++++ Supplied material ++++

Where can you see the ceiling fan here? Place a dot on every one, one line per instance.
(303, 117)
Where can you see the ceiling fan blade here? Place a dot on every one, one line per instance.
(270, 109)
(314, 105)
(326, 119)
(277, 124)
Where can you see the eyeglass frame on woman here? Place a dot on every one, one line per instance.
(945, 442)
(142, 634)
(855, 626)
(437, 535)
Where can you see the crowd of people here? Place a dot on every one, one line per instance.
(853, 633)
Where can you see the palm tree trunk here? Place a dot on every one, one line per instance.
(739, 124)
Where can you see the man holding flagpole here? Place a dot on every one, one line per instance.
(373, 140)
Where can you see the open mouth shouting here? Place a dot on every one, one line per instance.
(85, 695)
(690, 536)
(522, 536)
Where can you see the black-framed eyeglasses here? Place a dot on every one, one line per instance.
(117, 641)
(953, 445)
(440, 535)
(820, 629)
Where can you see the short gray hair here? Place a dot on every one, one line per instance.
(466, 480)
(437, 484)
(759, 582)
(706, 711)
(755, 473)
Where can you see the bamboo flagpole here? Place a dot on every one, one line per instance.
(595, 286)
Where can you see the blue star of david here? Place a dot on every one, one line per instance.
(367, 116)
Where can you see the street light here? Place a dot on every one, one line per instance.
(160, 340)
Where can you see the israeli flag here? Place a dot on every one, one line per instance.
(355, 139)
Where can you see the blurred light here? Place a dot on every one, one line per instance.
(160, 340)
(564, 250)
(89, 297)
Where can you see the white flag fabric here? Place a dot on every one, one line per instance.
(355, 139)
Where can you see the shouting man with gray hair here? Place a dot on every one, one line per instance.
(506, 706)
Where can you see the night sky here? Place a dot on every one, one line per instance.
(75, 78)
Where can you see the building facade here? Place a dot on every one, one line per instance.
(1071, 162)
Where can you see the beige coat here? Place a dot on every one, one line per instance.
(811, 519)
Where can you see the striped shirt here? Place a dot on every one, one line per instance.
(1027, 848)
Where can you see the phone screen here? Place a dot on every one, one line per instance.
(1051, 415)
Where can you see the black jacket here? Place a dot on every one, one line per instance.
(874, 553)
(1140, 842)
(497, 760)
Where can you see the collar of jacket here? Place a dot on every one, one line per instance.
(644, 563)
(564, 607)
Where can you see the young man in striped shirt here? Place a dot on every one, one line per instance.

++++

Render all of the material above as a Markdown table with the columns Row and Line. Give each non-blank line its own row number and leave out any blank lines.

| Row | Line |
|---|---|
| 1 | Where can you see the ceiling fan here? Place a dot on every one, one line per instance. |
| 2 | (303, 117) |
| 3 | Where can you see the ceiling fan blade here? Place a dot on every one, one line per instance. |
| 4 | (270, 109) |
| 5 | (314, 105) |
| 6 | (326, 119) |
| 7 | (277, 124) |
| 8 | Where can you see the eyeglass frame on woman here? Place a dot on every one, one line per instance. |
| 9 | (945, 442) |
| 10 | (142, 634) |
| 11 | (855, 626) |
| 12 | (437, 535) |
| 13 | Where can you see the crowd of people here? Place a dot on every one, one line per instance. |
| 14 | (853, 633) |
| 15 | Where can you see the palm tree trunk here? Place a dot on every one, one line per instance. |
| 16 | (739, 124) |
| 17 | Where can you see the man holding flagpole here? Place a dot on every one, one line per instance. |
| 18 | (373, 140) |
| 19 | Where can you see the open mouth shouting here? Place a dot on every one, one line per instance. |
| 20 | (85, 695) |
| 21 | (690, 536) |
| 22 | (522, 536) |
| 23 | Where can you see the black-framed eyeglasses here? Place a dot on every one, one line per instance. |
| 24 | (117, 641) |
| 25 | (953, 445) |
| 26 | (440, 535) |
| 27 | (820, 629) |
| 28 | Where can you see the short gray hair here? Place a dot on every one, one line per instance. |
| 29 | (466, 480) |
| 30 | (437, 484) |
| 31 | (759, 582) |
| 32 | (706, 711) |
| 33 | (755, 473) |
| 34 | Where can you see the bamboo flagpole here? Place a dot on every one, one line per instance. |
| 35 | (595, 286) |
| 36 | Where can you see the blue star of david here? Place a dot on every one, one line per instance. |
| 37 | (367, 116) |
| 38 | Where can you see the street light here? Place a dot on every one, one line per instance. |
| 39 | (160, 340) |
| 40 | Where can you see the israeli flag here? Place a dot on every one, one line per instance. |
| 41 | (355, 139) |
| 42 | Where can you see the blurred light here? Place a dot on every one, one line per instance. |
| 43 | (160, 340) |
| 44 | (564, 250) |
| 45 | (89, 297) |
| 46 | Where can you see the white flag fabric here? Place a dot on every one, one line per instance. |
| 47 | (355, 139) |
| 48 | Where can you see the shouting man with gray hair here? Place a dot on every one, one line per instance. |
| 49 | (506, 706) |
| 50 | Where can you see the night sky here? Place a dot on every one, one line per instance. |
| 51 | (75, 78) |
| 52 | Where can you see the building facade here? Place a dot on every one, one line per instance. |
| 53 | (1071, 162) |
| 54 | Where can you see the beige coat here? Place a dot on every one, one line per instance. |
| 55 | (811, 519) |
| 56 | Where can you see the striped shirt here? Place a dot on every one, one line per instance. |
| 57 | (1027, 848) |
| 58 | Where can you see the phone screen here? Place a dot on every one, one line per instance. |
| 59 | (1051, 415) |
| 60 | Where can you see the black jacket here? Place a dot on every one, one line per instance. |
| 61 | (874, 553) |
| 62 | (1140, 842) |
| 63 | (497, 760) |
| 64 | Where can you see the collar of jacket here? Place a dot on every one, one line per instance. |
| 65 | (644, 563) |
| 66 | (564, 607) |
| 67 | Where can you see the young man in striped shirt here? Place a dot on every one, one line per instance. |